Given instruction:
Rescale the lines between the one holding "-- sample [201,579]." and the end of the records, inclusive, and repeat only those lines in full. Multiply each answer coordinate by 1.25 and round it to a whole number, with halves rounded up, leaving every other number unchanged.

The data:
....................

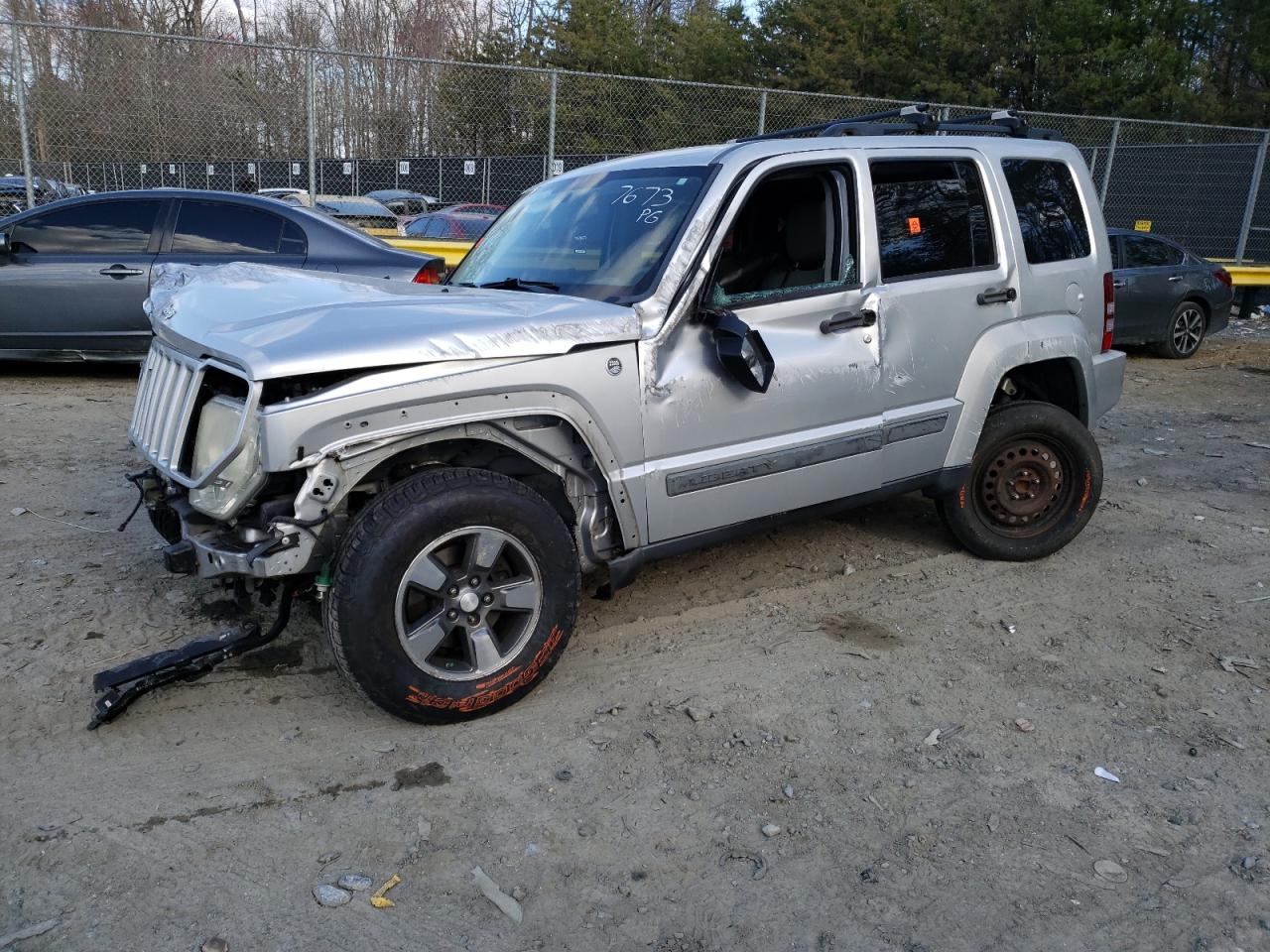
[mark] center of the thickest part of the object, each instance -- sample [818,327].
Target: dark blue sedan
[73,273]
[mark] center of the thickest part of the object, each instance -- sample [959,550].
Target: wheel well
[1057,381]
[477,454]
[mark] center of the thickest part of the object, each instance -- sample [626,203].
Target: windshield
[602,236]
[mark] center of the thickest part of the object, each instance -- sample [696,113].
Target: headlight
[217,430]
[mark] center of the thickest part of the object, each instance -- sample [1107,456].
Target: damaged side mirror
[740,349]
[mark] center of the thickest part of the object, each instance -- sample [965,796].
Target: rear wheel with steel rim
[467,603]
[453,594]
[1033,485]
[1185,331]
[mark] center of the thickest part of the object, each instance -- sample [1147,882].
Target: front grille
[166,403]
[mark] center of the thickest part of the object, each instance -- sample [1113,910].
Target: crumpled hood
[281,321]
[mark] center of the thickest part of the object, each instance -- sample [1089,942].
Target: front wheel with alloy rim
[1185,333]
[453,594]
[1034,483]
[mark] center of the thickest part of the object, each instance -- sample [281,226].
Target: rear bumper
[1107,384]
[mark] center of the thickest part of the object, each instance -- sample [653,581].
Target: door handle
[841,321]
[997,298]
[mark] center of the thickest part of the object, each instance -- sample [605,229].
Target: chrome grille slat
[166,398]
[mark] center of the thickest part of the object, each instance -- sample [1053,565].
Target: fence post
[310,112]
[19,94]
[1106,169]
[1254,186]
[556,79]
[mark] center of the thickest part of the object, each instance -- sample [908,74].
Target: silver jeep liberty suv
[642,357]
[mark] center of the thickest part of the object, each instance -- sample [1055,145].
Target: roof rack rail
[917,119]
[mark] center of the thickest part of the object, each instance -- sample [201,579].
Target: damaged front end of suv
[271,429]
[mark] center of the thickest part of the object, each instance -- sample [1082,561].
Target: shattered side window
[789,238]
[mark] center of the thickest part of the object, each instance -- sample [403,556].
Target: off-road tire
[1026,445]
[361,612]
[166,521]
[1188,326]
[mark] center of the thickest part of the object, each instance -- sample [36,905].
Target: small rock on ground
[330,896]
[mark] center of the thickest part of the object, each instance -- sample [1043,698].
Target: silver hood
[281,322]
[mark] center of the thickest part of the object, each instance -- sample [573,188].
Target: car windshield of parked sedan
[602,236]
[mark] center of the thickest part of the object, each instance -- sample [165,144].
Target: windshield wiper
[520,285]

....................

Correct response:
[mark] center of the thickest part of the object, each instance -- sample [201,579].
Target: damaged front end of suv
[339,536]
[mark] center of the thickest part of the object, each instance -- sample [1082,561].
Target: shattered side window
[986,298]
[mark] center of the thickest part of the object, each instance -- sample [403,556].
Target: off-road tire
[1283,556]
[451,765]
[208,651]
[1485,408]
[mark] center of the thickest part of the object, each instance -- sample [36,905].
Target: small rock on ground
[413,1120]
[mark] center of the thickest part of the object, each instance -- sample [1043,698].
Target: silver hood
[351,403]
[mark] center of the thickest part of the object, each instance -- sample [573,188].
Target: car windshield of parked sedan
[753,295]
[mark] center of the thickest part of the object, each instance -- sample [165,144].
Target: windshield wiper
[650,356]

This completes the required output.